[Referring expression pointing data]
|---|

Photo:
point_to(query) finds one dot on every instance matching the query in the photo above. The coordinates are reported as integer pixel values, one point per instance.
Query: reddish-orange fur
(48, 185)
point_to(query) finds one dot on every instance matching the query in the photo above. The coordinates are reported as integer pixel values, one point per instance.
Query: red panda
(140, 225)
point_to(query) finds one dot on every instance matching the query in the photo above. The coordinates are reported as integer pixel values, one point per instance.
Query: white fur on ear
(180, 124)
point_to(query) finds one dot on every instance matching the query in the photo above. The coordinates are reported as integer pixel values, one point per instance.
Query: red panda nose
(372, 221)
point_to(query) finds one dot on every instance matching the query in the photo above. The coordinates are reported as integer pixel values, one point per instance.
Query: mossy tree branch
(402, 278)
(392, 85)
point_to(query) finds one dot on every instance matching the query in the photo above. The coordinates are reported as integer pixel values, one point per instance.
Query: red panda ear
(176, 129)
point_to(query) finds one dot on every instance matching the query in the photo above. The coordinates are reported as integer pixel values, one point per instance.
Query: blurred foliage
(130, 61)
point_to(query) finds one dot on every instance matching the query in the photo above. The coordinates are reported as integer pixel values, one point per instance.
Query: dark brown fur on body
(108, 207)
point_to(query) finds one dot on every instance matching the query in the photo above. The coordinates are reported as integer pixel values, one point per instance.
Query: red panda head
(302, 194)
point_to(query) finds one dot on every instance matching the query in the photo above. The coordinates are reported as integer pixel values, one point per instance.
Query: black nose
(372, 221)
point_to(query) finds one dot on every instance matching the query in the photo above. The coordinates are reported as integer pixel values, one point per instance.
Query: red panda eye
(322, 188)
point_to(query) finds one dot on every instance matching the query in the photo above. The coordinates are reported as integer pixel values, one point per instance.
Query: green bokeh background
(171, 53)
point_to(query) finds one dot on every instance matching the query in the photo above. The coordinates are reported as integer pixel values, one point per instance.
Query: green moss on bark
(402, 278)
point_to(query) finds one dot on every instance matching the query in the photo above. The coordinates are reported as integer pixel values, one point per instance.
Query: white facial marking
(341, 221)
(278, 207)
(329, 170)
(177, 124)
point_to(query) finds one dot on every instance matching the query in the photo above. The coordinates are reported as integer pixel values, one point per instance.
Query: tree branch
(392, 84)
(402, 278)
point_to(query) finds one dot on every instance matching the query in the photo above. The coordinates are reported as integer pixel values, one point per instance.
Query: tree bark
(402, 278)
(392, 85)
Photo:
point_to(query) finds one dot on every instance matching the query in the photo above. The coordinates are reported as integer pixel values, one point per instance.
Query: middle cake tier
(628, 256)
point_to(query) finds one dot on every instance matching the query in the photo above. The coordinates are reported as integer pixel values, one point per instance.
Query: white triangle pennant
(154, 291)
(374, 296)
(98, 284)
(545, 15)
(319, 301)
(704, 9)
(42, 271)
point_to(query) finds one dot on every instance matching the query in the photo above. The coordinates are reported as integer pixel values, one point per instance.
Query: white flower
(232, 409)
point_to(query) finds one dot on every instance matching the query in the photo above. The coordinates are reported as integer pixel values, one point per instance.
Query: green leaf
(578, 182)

|---|

Task brief: Repeat what the records above say. Use their exact words.

Answer for this exercise:
Photo:
point_to(query) finds one dot on every instance matching the query in the photo above. The coordinates are reported as integer pixel values, one point per instance.
Query: reddish-orange fur
(48, 185)
point_to(query) finds one dot on every instance matching the query in the photo above. The coordinates are reported as integer pixel values, one point per instance.
Query: red panda
(140, 225)
point_to(query) finds one dot on every instance matching the query in the photo above. The coordinates are reported as integer pixel values, one point per instance.
Query: white fur on ear
(180, 124)
point_to(query) finds one dot on every instance matching the query in the photo above. The coordinates are reported as integer pixel values, one point per instance.
Query: red panda nose
(372, 221)
point_to(query) finds one dot on every instance matching the query in the photo above. The coordinates are reported as integer pixel values, one point per instance.
Query: mossy tree branch
(402, 278)
(392, 85)
point_to(query) finds one dot on every instance matching the query in the photo above. The coordinates are reported as integer pixel values, one point per instance.
Query: red panda ear
(176, 129)
point_to(query) finds one dot on every instance matching the query in the photo above. The coordinates are reported as integer pixel values, one point per instance.
Query: blurred foliage
(130, 61)
point_to(query) finds one dot on every instance matching the query in the photo above. The coordinates are reported as integer pixel values, one point per instance.
Query: dark brown fur on body
(108, 207)
point_to(query) finds one dot on every instance matching the query in the photo above. The coordinates are reported as integer pixel values, one point per instance.
Query: red panda head
(302, 194)
point_to(query) finds one dot on every instance matching the query in the photo above. The coordinates are reported as integer pixel values, one point per instance.
Query: black nose
(372, 221)
point_to(query) finds one dot on every instance matching the query in the photo above. The coordinates are reported as integer pixel values, one point per instance.
Query: red panda eye
(322, 188)
point_to(query) finds one dot on every instance matching the query in the photo above. The coordinates are reported as integer pixel values, one point per instance.
Query: green bokeh background
(171, 53)
point_to(query) finds one dot on every instance matching the query in the photo above. The coordinates are reported as integer pixel values, one point per instance.
Query: green moss on bark
(402, 278)
point_to(query) finds one dot on every instance matching the query in the photo above. The coordinates are reported as integer pixel values, one point per instance.
Query: white facial marking
(341, 221)
(278, 207)
(329, 170)
(177, 124)
point_to(query) finds one dot on every instance matching the query in the photo above. The coordinates are reported as integer pixel values, one point per instance.
Query: tree branch
(392, 84)
(402, 278)
point_to(query) finds one dot on every instance matching the query in the photo above. The coordinates are reported as integer pixel values, one point per instance.
Query: tree bark
(402, 278)
(392, 85)
Photo:
point_to(query) finds one dot on every instance matching the query in the photo above. The coordinates are reported as integer pixel values, one point per instance.
Query: middle cake tier
(628, 256)
point_to(query) finds one dot on every instance matching the query in the photo above. The coordinates are reported as integer pixel values, one point per instance.
Query: white triangle pennant
(154, 291)
(374, 296)
(98, 284)
(545, 15)
(319, 301)
(704, 9)
(42, 271)
point_to(query) finds one dot on every instance matching the query in the photo above. The coordinates are reported as integer pixel values, one point per instance.
Query: white flower
(232, 409)
point_to(query) finds one dot on every instance matching the query in the photo above. The coordinates are reported as integer pixel values, one point per instance.
Query: green leaf
(578, 182)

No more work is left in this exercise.